TRECHO CITADO
____________________

Prometi relatar as impressões desta viagem que os homens me proporcionaram, como recompensa das minhas adversidades de campanha.
Quando recebemos , dos homens, homenagens e aplausos que a noção do dever cumprido reclama, sentimo-nos gratos e procuramos corresponder a eles, com o gesto da nossa profunda sensibilidade.
Por isso me vou daqui, a caminho dos meus pátrios lares. sensibilizado com a atitude dos homens e comovido comigo mesmo porque não é em vão que nos reconhecemos eficientes, na hora exacta da nossa valorização.
Aqui estou pois. de malas feitas, a aguardar a chegada do avião da DTA que vindo do Zaire me levará a Luanda, onde após alguns dias, retomarei o avião da TAP que em pouco mais de sete horas me transportará à sempre saudosa cidade de Lisboa. Entretanto, vou rabiscando estas primeiras impressões que o acaso deste entardecer de Dezembro me vai ditando.

____________________

INSTRUÇÕES DE TRABALHO
(a) Atualize o relato da viagem entre "Prometi relatar as" e "me vai ditando.", inclusive, substituindo "Dezembro" por "Novembro".
(b) Segundo o relato da viagem, quanto tempo levará o avião da TAP a transportar o autor até Lisboa?
(c) Retome o relato da viagem a partir do ponto em que termina.
Não é necessário consultar o material.

DADOS BRUTOS
____________________

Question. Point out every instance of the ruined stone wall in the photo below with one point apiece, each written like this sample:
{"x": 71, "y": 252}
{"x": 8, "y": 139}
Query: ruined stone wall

____________________

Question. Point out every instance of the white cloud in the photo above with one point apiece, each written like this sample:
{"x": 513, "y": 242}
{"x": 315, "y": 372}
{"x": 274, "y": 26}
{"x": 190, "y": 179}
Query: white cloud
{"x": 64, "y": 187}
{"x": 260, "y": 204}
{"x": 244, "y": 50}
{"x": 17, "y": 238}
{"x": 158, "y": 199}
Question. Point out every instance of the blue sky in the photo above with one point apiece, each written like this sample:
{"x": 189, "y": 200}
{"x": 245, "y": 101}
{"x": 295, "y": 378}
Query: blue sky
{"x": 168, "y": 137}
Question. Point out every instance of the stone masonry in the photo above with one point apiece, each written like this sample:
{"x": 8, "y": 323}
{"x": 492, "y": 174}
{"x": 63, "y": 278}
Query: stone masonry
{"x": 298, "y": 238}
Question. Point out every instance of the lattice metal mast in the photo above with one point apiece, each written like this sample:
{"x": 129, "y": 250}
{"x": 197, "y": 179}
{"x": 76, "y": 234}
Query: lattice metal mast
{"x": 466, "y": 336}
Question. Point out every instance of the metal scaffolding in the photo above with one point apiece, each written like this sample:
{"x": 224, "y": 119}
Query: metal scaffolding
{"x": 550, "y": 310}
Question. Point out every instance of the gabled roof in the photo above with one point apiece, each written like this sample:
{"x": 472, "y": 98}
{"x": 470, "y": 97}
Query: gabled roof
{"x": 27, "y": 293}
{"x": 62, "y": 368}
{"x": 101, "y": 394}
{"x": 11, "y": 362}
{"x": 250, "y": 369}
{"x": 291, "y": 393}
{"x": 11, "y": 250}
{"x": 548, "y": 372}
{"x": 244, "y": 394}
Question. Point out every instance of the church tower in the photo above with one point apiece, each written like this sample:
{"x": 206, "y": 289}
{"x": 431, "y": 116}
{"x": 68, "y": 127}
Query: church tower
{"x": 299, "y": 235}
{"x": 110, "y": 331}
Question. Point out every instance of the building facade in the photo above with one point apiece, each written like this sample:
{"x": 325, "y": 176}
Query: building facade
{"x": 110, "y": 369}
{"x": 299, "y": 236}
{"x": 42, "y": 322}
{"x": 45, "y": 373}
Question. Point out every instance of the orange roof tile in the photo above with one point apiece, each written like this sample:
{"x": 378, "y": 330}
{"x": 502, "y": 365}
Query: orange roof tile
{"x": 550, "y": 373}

____________________

RESPOSTAS
(a)
Prometi relatar as impressões desta viagem que os homens me proporcionaram, como recompensa das minhas adversidades de campanha.
Quando recebemos , dos homens, homenagens e aplausos que a noção do dever cumprido reclama, sentimo-nos gratos e procuramos corresponder a eles, com o gesto da nossa profunda sensibilidade.
Por isso me vou daqui, a caminho dos meus pátrios lares. sensibilizado com a atitude dos homens e comovido comigo mesmo porque não é em vão que nos reconhecemos eficientes, na hora exacta da nossa valorização.
Aqui estou pois. de malas feitas, a aguardar a chegada do avião da DTA que vindo do Zaire me levará a Luanda, onde após alguns dias, retomarei o avião da TAP que em pouco mais de sete horas me transportará à sempre saudosa cidade de Lisboa. Entretanto, vou rabiscando estas primeiras impressões que o acaso deste entardecer de Novembro me vai ditando.

(b) Pouco mais de sete horas.

(c)
Saudades levo desta pequenina vila do Ambrizete onde em menos de sete meses de permanência me irmanei com este povo, branco e preto que aqui vive. De todos levo as melhores impressões e estou certo de que embora daqui me vá com toda a minha bagagem, aqui deixo a minha alma, a ligar-me para sempre, a estes caminhos e a esta gente que nunca mais posso esquecer, por a ela e a eles, tanto me ter afeiçoado.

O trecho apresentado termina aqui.